» **To do**:
1. From the token-drafting setup guide, list every benefit named under its "Benefits:" heading.
2. Carry on the token-drafting setup guide, picking up right after its note about placing the models in both folders.

Drafting multiple tokens quickly with a smaller/quantized model (Mac M3)
Verifying drafts in parallel with a larger/precise model (DGX/Server)
Accepting matching tokens and continuing generation

Benefits:

1.5-3x speedup with high acceptance rates (typically 40-80%)
Minimal network overhead (~50 bytes per iteration vs 500MB+ for KV streaming)
Full hardware utilization (both machines busy throughout)

Requirements

Python: 3.11+
Hardware:
- Mac with Apple Silicon (M1/M2/M3/M4) for Metal acceleration
- Any machine with GPU for the server (or CPU if no GPU available)

Setup Instructions

1. Download Models

Both client and server need the TinyLlama GGUF models:

# Create models directory
mkdir -p models
cd models

# Download 4-bit model (for Mac drafter - ~637 MB)
wget https://huggingface.co/TheBloke/TinyLlama-1.1B-Chat-v1.0-GGUF/resolve/main/tinyllama-1.1b-chat-v1.0.Q4_K_M.gguf

# Download 8-bit model (for server verifier - ~1.1 GB)
wget https://huggingface.co/TheBloke/TinyLlama-1.1B-Chat-v1.0-GGUF/resolve/main/tinyllama-1.1b-chat-v1.0.Q8_0.gguf

cd ..

Note: Place the models in a models/ directory in both DGX_Spark/ and Mac_Studio/ folders (or use symlinks).

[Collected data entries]
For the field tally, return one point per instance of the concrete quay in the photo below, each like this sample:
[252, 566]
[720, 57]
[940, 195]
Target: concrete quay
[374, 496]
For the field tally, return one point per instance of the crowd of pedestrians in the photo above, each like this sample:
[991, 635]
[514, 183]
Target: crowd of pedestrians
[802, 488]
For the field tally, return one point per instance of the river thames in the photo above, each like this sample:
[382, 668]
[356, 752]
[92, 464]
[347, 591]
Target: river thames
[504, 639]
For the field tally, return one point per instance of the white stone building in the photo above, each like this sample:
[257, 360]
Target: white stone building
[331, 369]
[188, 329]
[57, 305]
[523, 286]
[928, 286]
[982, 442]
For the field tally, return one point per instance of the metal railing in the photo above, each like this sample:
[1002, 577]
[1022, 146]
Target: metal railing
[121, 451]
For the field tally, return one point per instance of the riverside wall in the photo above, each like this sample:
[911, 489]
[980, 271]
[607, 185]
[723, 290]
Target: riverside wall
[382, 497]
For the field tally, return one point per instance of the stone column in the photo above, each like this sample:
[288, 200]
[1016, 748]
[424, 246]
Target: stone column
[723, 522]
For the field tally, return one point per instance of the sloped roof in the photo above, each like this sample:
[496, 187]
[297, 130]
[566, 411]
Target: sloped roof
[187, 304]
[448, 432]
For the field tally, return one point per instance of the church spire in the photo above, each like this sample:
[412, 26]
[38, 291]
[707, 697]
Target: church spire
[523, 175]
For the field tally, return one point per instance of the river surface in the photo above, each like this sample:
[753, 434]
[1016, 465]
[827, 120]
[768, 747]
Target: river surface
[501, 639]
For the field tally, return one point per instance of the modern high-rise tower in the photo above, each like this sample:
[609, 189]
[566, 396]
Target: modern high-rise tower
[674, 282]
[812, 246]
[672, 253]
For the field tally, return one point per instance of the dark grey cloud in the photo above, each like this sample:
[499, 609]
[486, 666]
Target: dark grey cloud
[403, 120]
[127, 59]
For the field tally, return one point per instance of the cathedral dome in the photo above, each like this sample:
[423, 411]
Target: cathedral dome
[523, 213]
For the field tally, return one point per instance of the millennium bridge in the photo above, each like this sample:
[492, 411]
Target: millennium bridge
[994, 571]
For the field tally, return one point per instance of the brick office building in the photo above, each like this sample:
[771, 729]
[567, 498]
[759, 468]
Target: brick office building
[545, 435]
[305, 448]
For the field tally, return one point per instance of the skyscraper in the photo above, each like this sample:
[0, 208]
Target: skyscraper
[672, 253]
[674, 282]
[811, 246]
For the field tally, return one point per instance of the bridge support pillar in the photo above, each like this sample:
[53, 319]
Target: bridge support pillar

» **Written responses**:
1.
1.5-3x speedup with high acceptance rates (typically 40-80%)
Minimal network overhead (~50 bytes per iteration vs 500MB+ for KV streaming)
Full hardware utilization (both machines busy throughout)

2.
2. Server Setup (DGX/Verifier)

cd DGX_Spark

# Create virtual environment
python3 -m venv venv_dgx
source venv_dgx/bin/activate

# Install dependencies
pip install llama-cpp-python fastapi uvicorn

# For GPU support (optional, if you have CUDA):
# CMAKE_ARGS="-DLLAMA_CUBLAS=on" pip install llama-cpp-python --force-reinstall --no-cache-dir

# Start the server
uvicorn main:app --host 127.0.0.1 --port 8000

Expected output:

INFO:     Started server process
INFO:     Waiting for application startup.
INFO:     Application startup complete.
INFO:     Uvicorn running on http://127.0.0.1:8000

3. Client Setup (Mac M3/Drafter)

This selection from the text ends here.